EXERCISE DIRECTIONS: The answer should contain every entry below, copied exactly.

=== LISTED RECORDS ===

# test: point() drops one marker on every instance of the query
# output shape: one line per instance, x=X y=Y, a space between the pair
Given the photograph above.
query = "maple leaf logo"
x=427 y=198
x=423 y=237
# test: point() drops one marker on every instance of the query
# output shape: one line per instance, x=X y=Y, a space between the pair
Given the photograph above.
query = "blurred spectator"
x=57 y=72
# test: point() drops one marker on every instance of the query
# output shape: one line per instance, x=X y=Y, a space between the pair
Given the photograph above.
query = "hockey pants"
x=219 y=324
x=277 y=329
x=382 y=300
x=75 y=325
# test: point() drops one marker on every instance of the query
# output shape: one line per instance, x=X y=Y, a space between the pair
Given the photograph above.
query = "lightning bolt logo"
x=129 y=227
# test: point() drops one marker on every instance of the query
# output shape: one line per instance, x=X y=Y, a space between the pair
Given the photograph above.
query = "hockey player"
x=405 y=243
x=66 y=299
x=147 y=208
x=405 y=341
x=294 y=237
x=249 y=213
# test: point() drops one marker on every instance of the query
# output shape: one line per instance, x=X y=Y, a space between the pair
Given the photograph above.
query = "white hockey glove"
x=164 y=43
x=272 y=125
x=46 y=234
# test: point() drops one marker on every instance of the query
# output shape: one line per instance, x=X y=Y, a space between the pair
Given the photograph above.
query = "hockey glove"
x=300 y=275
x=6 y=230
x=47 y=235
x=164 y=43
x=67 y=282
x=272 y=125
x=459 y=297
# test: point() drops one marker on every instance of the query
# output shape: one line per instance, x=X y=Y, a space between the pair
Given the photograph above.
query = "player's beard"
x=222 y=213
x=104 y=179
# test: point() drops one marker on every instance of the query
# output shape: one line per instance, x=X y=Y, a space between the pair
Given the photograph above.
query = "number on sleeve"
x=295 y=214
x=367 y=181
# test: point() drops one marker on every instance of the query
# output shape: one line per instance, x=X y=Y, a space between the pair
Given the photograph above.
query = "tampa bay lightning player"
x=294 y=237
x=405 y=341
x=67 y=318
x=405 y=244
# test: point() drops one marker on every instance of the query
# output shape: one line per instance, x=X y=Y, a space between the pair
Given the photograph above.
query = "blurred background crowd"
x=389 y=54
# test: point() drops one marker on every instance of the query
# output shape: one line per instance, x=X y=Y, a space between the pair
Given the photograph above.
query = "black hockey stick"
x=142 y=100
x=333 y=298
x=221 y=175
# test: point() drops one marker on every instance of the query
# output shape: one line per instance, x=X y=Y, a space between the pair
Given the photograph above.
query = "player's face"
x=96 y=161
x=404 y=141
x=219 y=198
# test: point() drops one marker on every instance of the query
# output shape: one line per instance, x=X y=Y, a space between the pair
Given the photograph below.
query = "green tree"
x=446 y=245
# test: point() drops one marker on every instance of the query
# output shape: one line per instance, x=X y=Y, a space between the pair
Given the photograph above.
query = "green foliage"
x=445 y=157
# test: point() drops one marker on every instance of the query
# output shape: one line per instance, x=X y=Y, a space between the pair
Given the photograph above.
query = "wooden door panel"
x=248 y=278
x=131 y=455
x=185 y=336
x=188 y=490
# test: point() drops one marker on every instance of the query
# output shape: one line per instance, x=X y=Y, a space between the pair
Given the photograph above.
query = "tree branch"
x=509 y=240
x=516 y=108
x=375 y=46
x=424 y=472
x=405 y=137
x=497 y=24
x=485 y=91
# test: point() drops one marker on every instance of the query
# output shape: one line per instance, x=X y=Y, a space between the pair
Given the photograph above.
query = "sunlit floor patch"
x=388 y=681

===

RESPONSE FOR THIS EXERCISE:
# test: point() drops one marker on every instance of the query
# output shape: one line per instance, x=X y=Y, a space between the pair
Given the photograph above.
query = "maple leaf logo"
x=427 y=198
x=423 y=237
# test: point() drops one marker on every instance of the query
# output shape: one line per instance, x=X y=Y, a space between the pair
Given the photograph above.
query = "blurred spectator"
x=57 y=72
# test: point() drops one marker on every instance of the query
# output shape: one line per instance, x=X y=Y, a space between the pair
Given the photograph above.
query = "hockey pants"
x=219 y=324
x=277 y=329
x=382 y=300
x=75 y=325
# test: point() drops one marker on every instance of the query
# output shape: one line per instance, x=X y=Y, a space between the pair
Given the photograph above.
query = "lightning bolt logo"
x=129 y=227
# test: point() drops one marker on every instance of the query
# output shape: one line per instance, x=X y=Y, a space between the pair
Given the photograph above.
query = "hockey player"
x=405 y=243
x=66 y=299
x=147 y=208
x=405 y=341
x=294 y=237
x=249 y=213
# test: point() drops one marker on every instance of the query
# output shape: one line per instance, x=X y=Y, a space between the pair
Given the photograph above.
query = "white hockey glove"
x=164 y=43
x=272 y=125
x=46 y=234
# test: point() drops one marker on every instance of the query
# output shape: one line per instance, x=X y=Y, a space between the pair
Given the photograph above.
query = "hockey glove"
x=300 y=275
x=6 y=230
x=47 y=235
x=164 y=43
x=67 y=282
x=272 y=125
x=459 y=297
# test: point() drops one marker on every instance of the query
# output shape: one line per instance, x=X y=Y, a space between the pair
Given the photograph above.
query = "player's beard"
x=222 y=213
x=104 y=179
# test: point() drops one marker on every instance of the query
# output shape: one line per instance, x=X y=Y, a space between the pair
Given the photograph above.
query = "number on sleeve"
x=295 y=214
x=367 y=181
# test: point() drops one marker on every instance of the query
# output shape: one line per instance, x=X y=Y, a space between the pair
Given the photograph above.
query = "tampa bay lightning player"
x=294 y=237
x=405 y=341
x=67 y=318
x=405 y=244
# test: point() drops one marker on every instance of the query
# output shape: one line per instance, x=X y=Y, a space between the pair
Given the photograph above.
query = "blurred background crowd"
x=389 y=54
# test: point() drops one marker on every instance of the query
# output shape: one line per instance, x=X y=Y, a space between the pair
Given the photograph above.
query = "black hockey stick"
x=142 y=100
x=333 y=298
x=221 y=175
# test: point() drops one marker on every instance of the query
# output shape: one line per instance, x=X y=Y, a space between the pair
Given the photograph above.
query = "player's face"
x=96 y=161
x=404 y=141
x=219 y=198
# test: point() drops one marker on every instance of the query
# output shape: one line per instance, x=X y=Y, a space between the pair
Given the photograph below.
query = "green tree"
x=446 y=245
# test: point() drops one marker on every instance of the query
# output shape: one line per instance, x=X y=Y, a space between the pair
Given the photograph above.
query = "green foliage"
x=445 y=157
# test: point() drops one marker on every instance of the query
# output shape: one line per instance, x=X y=Y, a space between the pair
Given the photograph above.
query = "wooden door panel"
x=248 y=278
x=131 y=455
x=185 y=336
x=188 y=490
# test: point() drops one marker on every instance of the query
# output shape: one line per instance, x=X y=Y, a space between the pair
Given the photograph above.
query = "tree branch"
x=509 y=240
x=516 y=108
x=375 y=46
x=424 y=472
x=405 y=137
x=497 y=24
x=485 y=91
# test: point() drops one marker on every instance of the query
# output shape: one line per instance, x=X y=Y, a space between the pair
Given the photograph above.
query = "sunlit floor patch"
x=388 y=681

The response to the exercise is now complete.